* Goal *
Can you copy every one of the entries below word for word?

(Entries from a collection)
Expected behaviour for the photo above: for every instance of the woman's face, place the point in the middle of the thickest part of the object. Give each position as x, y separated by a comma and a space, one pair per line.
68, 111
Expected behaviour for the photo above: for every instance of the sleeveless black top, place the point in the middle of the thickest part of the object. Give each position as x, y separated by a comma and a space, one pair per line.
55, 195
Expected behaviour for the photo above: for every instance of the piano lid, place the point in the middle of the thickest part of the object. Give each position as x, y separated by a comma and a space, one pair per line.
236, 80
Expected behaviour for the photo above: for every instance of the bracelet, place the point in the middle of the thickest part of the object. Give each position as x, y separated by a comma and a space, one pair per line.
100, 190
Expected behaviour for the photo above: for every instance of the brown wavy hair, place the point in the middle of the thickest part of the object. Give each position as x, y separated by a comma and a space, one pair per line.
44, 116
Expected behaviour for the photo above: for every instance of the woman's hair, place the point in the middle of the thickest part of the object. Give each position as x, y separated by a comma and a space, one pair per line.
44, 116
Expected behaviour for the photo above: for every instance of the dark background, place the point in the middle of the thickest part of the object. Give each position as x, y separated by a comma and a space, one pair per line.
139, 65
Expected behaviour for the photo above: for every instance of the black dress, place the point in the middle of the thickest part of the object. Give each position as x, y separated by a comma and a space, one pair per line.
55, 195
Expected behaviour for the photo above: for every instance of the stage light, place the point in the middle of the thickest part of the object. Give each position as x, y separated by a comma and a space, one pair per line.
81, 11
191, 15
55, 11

* Exercise result *
Expected behaviour for the photo above: for every instance of the woman's face, place the point in the middle of the thickest part of the object. Give each position as x, y separated by a comma and a space, one pair per line.
68, 111
Expected behaviour for the photo above: for every instance of the sleeveless black top, place the point in the middle of the thickest part of the object. Give each position as x, y separated by a comma and a space, one pair per line.
55, 195
Expected behaviour for the photo above: for every instance of the piano lid, place the point in the middle of the thickest part of the object. Give each position as x, y separated by a comma and a space, one pair per line.
236, 80
Expected behaviour for the photo above: for every instance of the bracelet, place the point in the middle of the thickest part of the object. Give each position as x, y separated by a comma and a space, one pair per line.
100, 190
Expected behaviour for the photo above: for every instance of the brown wavy hair, place the point in the middle of the thickest part of the object. Give each position as x, y separated by a comma and a space, one pair per line.
44, 116
Expected behaviour for the photo above: for every instance of the woman's hair, place the point in the middle of the thickest part of the object. Give each position as x, y separated by a comma and a space, one pair per line.
44, 116
Expected behaviour for the photo above: for every instance of the dark background, place the point in the middle of the thickest part of the object. Give each position as x, y separated by a comma and a space, one pair per line.
139, 65
Expected behaviour for the photo above: for every instance of the black dress, place the point in the middle of the thickest part of the object. Give each position as x, y separated by a comma and a space, one pair per line.
55, 195
Expected behaviour for the photo above: for every instance of the stage light, place the point in the middle of the thickest part of the object. Give each position as x, y separated by a comma and a space, one pair per line.
81, 11
191, 15
55, 11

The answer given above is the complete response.